START ENTRIES

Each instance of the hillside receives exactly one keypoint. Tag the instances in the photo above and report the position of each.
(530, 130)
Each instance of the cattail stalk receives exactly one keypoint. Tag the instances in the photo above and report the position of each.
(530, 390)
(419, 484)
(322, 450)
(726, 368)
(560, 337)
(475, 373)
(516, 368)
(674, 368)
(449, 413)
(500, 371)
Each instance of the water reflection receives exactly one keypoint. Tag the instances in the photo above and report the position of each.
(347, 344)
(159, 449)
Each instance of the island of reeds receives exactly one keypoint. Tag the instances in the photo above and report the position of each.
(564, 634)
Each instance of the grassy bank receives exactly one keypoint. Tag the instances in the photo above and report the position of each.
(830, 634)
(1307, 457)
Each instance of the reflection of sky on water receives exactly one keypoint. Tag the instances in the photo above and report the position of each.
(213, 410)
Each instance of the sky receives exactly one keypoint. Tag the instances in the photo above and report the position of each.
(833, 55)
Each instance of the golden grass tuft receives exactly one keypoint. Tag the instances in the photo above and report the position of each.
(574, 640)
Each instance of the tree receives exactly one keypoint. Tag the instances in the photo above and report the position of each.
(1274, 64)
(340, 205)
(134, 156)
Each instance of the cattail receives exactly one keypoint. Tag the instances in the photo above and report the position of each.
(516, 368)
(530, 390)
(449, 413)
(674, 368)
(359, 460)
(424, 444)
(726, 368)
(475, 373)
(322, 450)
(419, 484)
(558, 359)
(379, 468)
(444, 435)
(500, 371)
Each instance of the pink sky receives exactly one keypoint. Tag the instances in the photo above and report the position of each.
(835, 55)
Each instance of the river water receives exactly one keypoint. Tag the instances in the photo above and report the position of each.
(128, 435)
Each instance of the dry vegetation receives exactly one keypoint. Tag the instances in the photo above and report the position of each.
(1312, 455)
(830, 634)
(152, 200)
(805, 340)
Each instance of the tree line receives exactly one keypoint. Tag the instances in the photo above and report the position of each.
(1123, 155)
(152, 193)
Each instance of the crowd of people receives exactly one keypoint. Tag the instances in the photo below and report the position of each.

END ENTRIES

### WHAT YOU ARE ASKED TO DO
From the line containing "Each instance of the tree receives" through the final line of the listing above, retype every line exactly; leave out everything else.

### SOLUTION BELOW
Each instance of the tree receives exactly one keypoint. Tag the instances in the photo above and report the position of each.
(1274, 64)
(340, 205)
(134, 156)
Each instance of the cattail receives exactly one keypoint. Tag the instances in the photo above and report the position of each.
(516, 368)
(530, 390)
(449, 413)
(674, 368)
(359, 460)
(424, 444)
(726, 368)
(475, 373)
(322, 450)
(419, 484)
(558, 359)
(379, 468)
(444, 435)
(500, 371)
Each instance of the pink sky receives exactly one keypoint. Tag the instances in the photo above and report the position of each.
(835, 55)
Each instance of the river water receives exactly one keypoint. Tag the instances in the photo above and report the position of each.
(128, 435)
Each instance of the dry vegetation receives exactly one keypoint. Tag the instances in the photo above and report the position of each.
(1312, 455)
(830, 634)
(152, 200)
(805, 340)
Each instance of the tree line receives exactly one keypoint. Tag the instances in the photo above and report the position of each.
(1123, 155)
(152, 193)
Each instance of the crowd of people receives exactly one keypoint. Tag the instances in the photo below and report the position of each.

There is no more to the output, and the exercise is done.